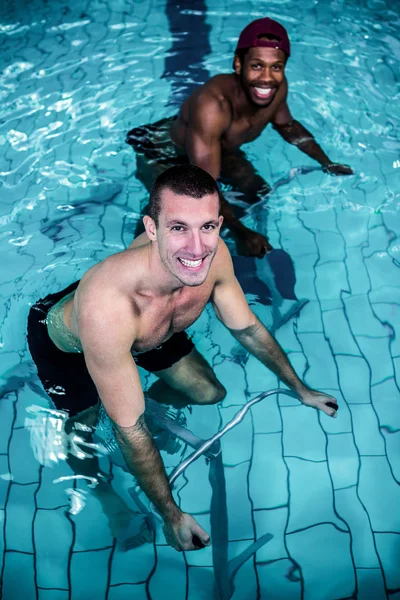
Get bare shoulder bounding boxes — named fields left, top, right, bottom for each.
left=189, top=76, right=234, bottom=125
left=209, top=238, right=235, bottom=285
left=75, top=249, right=144, bottom=343
left=193, top=75, right=235, bottom=107
left=128, top=231, right=150, bottom=250
left=199, top=74, right=235, bottom=101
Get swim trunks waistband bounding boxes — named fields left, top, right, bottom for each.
left=46, top=289, right=83, bottom=353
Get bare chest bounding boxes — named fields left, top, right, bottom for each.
left=221, top=113, right=272, bottom=148
left=133, top=289, right=211, bottom=353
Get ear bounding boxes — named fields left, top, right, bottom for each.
left=233, top=54, right=242, bottom=75
left=143, top=215, right=157, bottom=241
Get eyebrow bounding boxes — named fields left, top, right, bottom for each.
left=165, top=220, right=187, bottom=227
left=165, top=219, right=220, bottom=228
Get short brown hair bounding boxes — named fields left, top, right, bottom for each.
left=149, top=164, right=221, bottom=225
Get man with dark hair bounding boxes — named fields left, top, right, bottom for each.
left=148, top=160, right=221, bottom=224
left=127, top=17, right=353, bottom=258
left=28, top=165, right=338, bottom=552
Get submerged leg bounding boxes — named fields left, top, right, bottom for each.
left=220, top=150, right=307, bottom=328
left=65, top=402, right=154, bottom=550
left=149, top=347, right=227, bottom=407
left=142, top=347, right=226, bottom=455
left=220, top=149, right=271, bottom=206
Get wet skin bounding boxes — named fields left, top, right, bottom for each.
left=55, top=186, right=338, bottom=552
left=61, top=192, right=224, bottom=356
left=154, top=191, right=224, bottom=288
left=170, top=47, right=288, bottom=153
left=168, top=47, right=352, bottom=257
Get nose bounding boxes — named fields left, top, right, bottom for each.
left=260, top=67, right=275, bottom=83
left=186, top=230, right=205, bottom=257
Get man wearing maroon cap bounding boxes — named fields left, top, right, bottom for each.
left=127, top=17, right=353, bottom=258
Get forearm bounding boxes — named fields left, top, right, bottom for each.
left=113, top=415, right=181, bottom=523
left=229, top=317, right=307, bottom=394
left=218, top=188, right=265, bottom=243
left=274, top=119, right=330, bottom=166
left=219, top=194, right=249, bottom=237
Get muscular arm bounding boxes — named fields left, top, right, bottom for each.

_ _ _ _

The records above are to be restated word for word, excluding all pictures.

Get bare shoulder bounding boxes — named fields left, top, right, bottom for each.
left=189, top=76, right=234, bottom=125
left=209, top=238, right=235, bottom=285
left=75, top=249, right=144, bottom=343
left=193, top=75, right=235, bottom=107
left=128, top=231, right=150, bottom=250
left=199, top=74, right=235, bottom=101
Get swim trunks waistband bounding boxes — named fields left, top, right, bottom for each.
left=46, top=289, right=83, bottom=353
Get bare chest bounding boxes — named fields left, top, right, bottom for each.
left=221, top=113, right=272, bottom=148
left=133, top=289, right=211, bottom=353
Get ear bounding boxes — named fields left, top, right, bottom for each.
left=233, top=54, right=242, bottom=75
left=143, top=215, right=157, bottom=241
Get eyebrow bounding boxes — named fields left, top, right, bottom for each.
left=165, top=220, right=187, bottom=227
left=165, top=219, right=220, bottom=228
Get short brown hair bounding boxes — named fields left, top, right, bottom for each.
left=149, top=164, right=221, bottom=225
Get man with dark hair bounding boxes — named fields left, top, right, bottom for each.
left=148, top=160, right=221, bottom=224
left=127, top=17, right=353, bottom=258
left=28, top=165, right=338, bottom=552
Get submerged leg bounding boxes — named fields left, top, right, bottom for each.
left=220, top=150, right=307, bottom=328
left=65, top=402, right=154, bottom=550
left=149, top=347, right=227, bottom=407
left=142, top=347, right=226, bottom=455
left=220, top=149, right=271, bottom=206
Get wet skin bounding boxes — named fields left, top, right, bottom for each.
left=55, top=186, right=338, bottom=552
left=61, top=192, right=224, bottom=356
left=154, top=191, right=224, bottom=288
left=170, top=47, right=288, bottom=153
left=168, top=47, right=352, bottom=257
Get nose bounding boxes — named fields left, top, right, bottom for each.
left=260, top=67, right=275, bottom=83
left=186, top=230, right=205, bottom=257
Get man wearing maroon cap bounding boxes — named fields left, top, right, bottom for each.
left=127, top=17, right=353, bottom=258
Get forearm bounding boxes — named fields left, top, right, bottom for each.
left=113, top=415, right=181, bottom=523
left=229, top=317, right=307, bottom=394
left=218, top=188, right=265, bottom=243
left=274, top=119, right=330, bottom=166
left=219, top=194, right=249, bottom=237
Get muscular arm bounding boxes — named fields left, top, right, bottom for each.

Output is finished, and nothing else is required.